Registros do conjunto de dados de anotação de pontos
►
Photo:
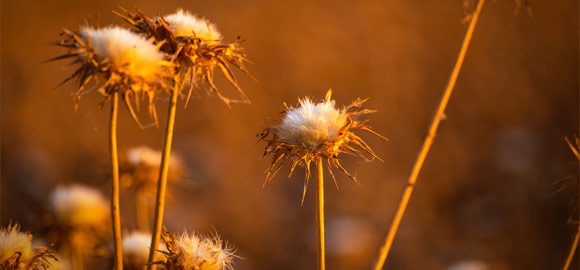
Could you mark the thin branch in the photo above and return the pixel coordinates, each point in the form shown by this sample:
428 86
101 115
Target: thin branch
422 154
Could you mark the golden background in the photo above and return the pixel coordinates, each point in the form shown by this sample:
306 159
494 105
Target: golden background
489 190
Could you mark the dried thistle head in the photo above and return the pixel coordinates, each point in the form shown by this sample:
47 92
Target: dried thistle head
196 252
130 64
136 250
79 207
16 252
195 46
316 132
140 169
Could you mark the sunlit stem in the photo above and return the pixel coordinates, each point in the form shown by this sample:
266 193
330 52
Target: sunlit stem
428 141
162 182
320 216
115 212
572 251
142 211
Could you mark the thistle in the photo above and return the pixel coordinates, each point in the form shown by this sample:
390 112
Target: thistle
189 252
131 65
317 133
139 174
16 252
195 45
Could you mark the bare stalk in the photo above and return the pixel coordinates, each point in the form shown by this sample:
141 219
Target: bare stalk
428 141
162 182
115 212
320 216
142 211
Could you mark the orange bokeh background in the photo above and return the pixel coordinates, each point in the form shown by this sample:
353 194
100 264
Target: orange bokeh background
490 190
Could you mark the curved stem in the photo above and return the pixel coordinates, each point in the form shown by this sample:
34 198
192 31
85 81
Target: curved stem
320 216
162 182
428 141
115 212
572 251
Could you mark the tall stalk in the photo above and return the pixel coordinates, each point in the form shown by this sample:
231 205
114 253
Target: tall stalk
572 251
162 182
115 212
574 245
320 216
428 141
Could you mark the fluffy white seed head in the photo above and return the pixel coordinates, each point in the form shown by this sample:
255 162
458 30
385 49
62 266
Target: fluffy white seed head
311 124
183 23
79 206
12 241
136 248
126 51
204 253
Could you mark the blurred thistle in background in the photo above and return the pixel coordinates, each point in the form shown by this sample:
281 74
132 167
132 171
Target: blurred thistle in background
80 224
139 168
136 250
16 252
486 197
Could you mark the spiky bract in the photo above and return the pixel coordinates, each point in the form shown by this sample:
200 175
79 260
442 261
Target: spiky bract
316 132
189 252
195 46
79 207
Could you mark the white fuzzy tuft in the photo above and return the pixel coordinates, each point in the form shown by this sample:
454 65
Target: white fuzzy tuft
204 253
311 124
79 206
183 23
12 241
136 248
126 51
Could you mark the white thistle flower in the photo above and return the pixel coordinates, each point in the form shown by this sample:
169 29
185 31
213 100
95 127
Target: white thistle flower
194 251
145 156
12 241
126 51
311 124
316 132
79 206
183 23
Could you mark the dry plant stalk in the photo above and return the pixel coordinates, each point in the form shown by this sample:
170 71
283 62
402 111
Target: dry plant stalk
428 141
132 66
16 252
162 183
317 133
139 174
575 148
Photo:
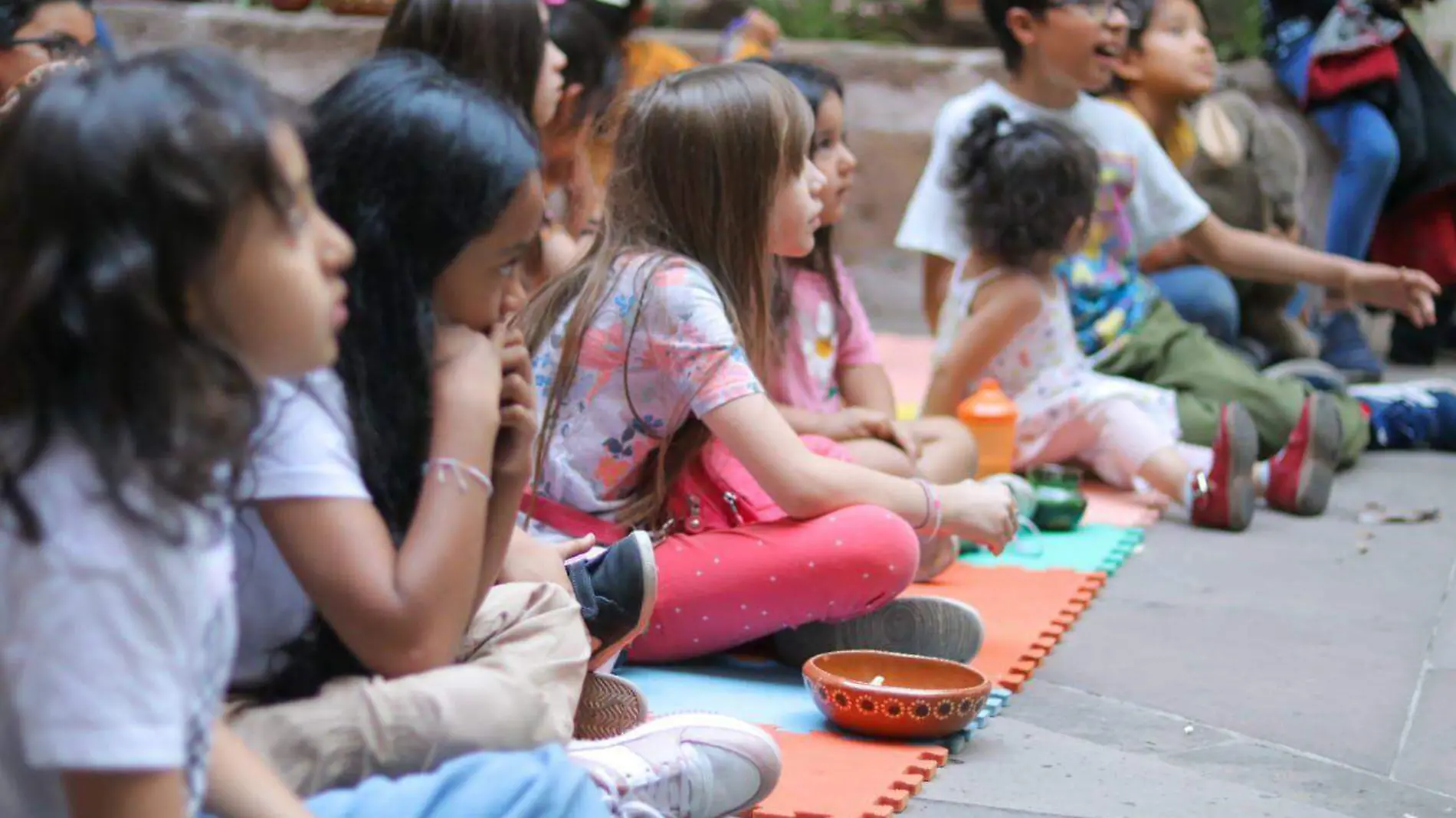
◄
Extraia do material acima cada linha que contém a palavra "background", copiando-as na ordem em que aparecem.

Could you mark the golden background in the photo above and return the pixel coordinates, each point in the form shown by this sample:
Target: golden background
Could you mark the orange bokeh background in the photo above and return the pixel coordinates, each point in the form shown by this sample:
Target: orange bokeh background
Could you mark the blurred thistle in background in the photo above and return the pixel coordinates, each point in the form shown by this sample:
Target: blurred thistle in background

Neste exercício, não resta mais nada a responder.